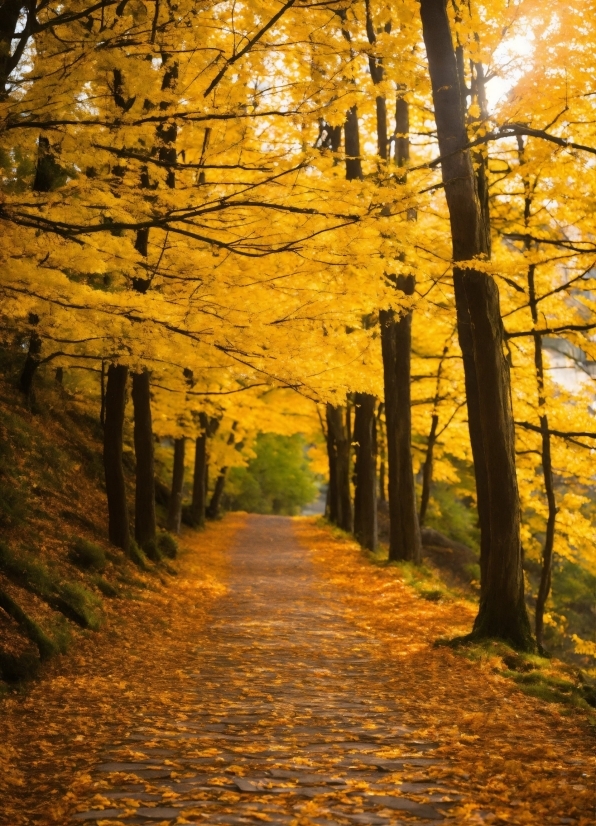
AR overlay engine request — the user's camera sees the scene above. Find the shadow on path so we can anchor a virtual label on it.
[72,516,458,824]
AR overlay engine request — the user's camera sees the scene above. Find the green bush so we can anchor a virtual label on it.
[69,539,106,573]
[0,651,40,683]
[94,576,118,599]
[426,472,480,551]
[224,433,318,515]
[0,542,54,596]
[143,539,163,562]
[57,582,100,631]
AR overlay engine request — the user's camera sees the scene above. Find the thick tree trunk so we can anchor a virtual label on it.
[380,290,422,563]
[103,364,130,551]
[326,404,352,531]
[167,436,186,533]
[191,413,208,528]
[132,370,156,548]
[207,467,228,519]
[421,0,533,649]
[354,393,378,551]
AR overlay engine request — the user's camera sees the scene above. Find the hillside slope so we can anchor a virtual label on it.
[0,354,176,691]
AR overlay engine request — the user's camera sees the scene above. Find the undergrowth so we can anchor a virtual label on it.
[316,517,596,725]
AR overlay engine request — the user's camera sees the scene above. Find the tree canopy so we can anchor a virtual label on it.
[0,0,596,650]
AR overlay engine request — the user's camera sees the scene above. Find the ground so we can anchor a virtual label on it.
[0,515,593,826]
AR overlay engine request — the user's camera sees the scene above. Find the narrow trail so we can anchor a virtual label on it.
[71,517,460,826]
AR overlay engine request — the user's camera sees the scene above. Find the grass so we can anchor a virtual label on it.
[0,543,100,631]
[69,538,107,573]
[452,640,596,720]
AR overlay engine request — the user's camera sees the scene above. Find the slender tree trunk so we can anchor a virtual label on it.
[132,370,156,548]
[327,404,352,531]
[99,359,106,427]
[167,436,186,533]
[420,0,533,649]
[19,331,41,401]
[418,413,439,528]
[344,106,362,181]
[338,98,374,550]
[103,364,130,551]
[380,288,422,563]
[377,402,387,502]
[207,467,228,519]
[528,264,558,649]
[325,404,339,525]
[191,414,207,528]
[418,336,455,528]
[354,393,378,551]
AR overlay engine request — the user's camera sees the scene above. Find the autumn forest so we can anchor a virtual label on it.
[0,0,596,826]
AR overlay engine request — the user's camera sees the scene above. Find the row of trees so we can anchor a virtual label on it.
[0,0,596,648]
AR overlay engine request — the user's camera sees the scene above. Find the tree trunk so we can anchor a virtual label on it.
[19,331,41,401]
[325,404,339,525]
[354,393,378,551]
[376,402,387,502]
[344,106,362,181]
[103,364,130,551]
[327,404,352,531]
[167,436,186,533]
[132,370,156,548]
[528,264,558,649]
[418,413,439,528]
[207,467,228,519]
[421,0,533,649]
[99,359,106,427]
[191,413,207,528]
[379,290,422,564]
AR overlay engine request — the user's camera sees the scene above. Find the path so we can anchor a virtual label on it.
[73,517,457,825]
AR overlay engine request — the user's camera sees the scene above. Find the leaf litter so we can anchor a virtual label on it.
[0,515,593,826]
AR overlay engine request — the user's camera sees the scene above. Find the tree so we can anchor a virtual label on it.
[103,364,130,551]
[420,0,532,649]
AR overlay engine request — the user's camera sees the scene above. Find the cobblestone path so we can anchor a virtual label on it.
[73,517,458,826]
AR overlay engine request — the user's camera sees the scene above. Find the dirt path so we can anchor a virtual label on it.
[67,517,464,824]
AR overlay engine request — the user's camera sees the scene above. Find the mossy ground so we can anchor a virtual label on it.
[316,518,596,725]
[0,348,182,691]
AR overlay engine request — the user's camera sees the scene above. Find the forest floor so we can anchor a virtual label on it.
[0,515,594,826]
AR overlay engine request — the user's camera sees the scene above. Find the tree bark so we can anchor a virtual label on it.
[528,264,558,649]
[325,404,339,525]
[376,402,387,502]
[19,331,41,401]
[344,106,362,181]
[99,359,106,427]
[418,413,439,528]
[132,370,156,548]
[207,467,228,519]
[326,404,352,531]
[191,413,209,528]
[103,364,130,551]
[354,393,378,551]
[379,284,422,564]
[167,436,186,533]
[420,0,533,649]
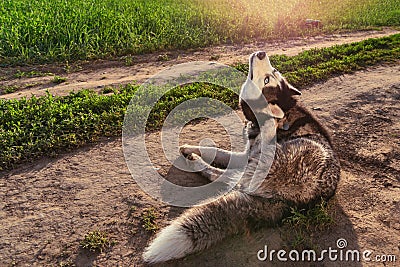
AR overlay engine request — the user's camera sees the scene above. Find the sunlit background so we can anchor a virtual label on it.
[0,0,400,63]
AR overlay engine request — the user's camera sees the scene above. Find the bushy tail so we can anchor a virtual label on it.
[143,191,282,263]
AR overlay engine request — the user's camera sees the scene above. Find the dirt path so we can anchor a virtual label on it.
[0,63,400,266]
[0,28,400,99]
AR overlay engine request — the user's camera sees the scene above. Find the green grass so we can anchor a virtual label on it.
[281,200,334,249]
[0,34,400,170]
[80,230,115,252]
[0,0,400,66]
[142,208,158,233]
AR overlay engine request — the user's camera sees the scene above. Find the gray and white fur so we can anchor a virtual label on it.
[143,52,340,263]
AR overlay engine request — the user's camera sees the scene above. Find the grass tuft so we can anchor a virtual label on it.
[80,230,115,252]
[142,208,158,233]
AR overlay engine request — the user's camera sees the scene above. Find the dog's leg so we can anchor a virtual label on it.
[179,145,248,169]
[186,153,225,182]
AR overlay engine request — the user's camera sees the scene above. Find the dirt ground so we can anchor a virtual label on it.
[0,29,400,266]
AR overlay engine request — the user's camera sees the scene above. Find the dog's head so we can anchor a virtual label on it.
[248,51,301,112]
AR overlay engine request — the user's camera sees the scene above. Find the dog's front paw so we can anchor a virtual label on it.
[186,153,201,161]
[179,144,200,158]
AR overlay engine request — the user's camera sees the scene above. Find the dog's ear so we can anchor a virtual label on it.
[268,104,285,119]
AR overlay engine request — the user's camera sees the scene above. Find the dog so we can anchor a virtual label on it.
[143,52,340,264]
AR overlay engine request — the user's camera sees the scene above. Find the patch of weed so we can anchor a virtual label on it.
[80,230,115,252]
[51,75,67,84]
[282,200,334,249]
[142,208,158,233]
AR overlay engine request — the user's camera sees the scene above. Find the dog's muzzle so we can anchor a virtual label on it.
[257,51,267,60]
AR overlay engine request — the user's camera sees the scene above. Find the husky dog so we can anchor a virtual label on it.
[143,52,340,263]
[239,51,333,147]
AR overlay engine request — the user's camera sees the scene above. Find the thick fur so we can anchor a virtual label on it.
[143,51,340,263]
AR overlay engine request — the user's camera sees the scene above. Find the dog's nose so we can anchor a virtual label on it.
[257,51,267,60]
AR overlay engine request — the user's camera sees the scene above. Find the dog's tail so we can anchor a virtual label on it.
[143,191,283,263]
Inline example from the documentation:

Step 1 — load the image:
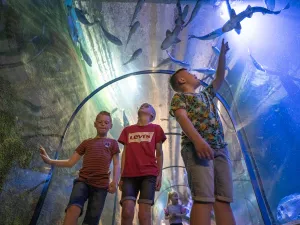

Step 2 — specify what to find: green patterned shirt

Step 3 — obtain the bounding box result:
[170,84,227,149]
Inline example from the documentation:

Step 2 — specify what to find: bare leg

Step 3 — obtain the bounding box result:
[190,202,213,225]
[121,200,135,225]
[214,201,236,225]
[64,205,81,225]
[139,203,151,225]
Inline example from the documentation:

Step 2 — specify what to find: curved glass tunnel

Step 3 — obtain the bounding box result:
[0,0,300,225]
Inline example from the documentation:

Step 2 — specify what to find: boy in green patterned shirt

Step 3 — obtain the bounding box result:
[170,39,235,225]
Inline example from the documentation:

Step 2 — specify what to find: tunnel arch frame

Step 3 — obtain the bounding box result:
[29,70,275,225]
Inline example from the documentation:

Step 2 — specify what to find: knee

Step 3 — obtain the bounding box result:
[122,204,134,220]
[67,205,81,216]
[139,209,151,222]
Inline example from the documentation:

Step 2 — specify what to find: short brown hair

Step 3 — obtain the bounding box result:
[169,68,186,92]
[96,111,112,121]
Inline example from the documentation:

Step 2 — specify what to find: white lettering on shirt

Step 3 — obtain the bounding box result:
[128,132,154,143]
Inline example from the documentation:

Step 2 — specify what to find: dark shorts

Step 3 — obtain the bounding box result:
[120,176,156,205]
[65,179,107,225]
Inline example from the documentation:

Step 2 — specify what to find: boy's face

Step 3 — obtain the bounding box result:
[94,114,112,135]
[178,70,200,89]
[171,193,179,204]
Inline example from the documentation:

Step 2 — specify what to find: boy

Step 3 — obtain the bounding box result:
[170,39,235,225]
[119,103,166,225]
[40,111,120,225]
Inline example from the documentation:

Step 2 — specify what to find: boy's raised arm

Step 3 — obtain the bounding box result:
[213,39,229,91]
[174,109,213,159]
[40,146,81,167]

- **Zadanie do wykonania**
Przepisz dokładnie wiersze wykazu od wiersza zawierającego „the tree trunk” aż do wiersza zawierającego „[0,348,182,691]”, włączając oba te wiersze.

- **Wynik**
AR overlay engine request — the user's camera sees the scene above. Find the tree trunk so we can anchor a virtual label on it.
[19,331,41,401]
[325,404,339,525]
[354,393,378,551]
[376,402,387,502]
[344,106,362,181]
[103,364,130,551]
[327,404,352,531]
[167,436,186,533]
[132,370,156,548]
[528,264,558,649]
[418,413,439,528]
[207,467,228,519]
[421,0,533,649]
[99,359,106,427]
[191,413,207,528]
[379,290,422,564]
AR overlay engine request — the user's camera sees the scene above. Find the path so we can anchor a virtual label on it.
[73,517,457,825]
AR overlay engine request — the user's camera sees the scene above. Find the leaf litter so we can anchor a virtual label on it.
[0,515,593,826]
AR overlay engine request — the user's camera sees the scene above. Find the tree so we can anchor a virtual label on it.
[103,364,130,551]
[420,0,532,649]
AR overlay engine request — the user's camera sees the scene above. Find the cobblestone path so we can anchor a virtual label on it.
[73,517,458,826]
AR overlay engine request — the user's camera sees the scene above. Find the dirt path so we can anchor a virtual label on it.
[67,517,464,824]
AR overlay engine request — the user's camera sees the scene above. Find the mossy ground so we can anchor a virtual label on it.
[316,518,596,725]
[0,348,182,691]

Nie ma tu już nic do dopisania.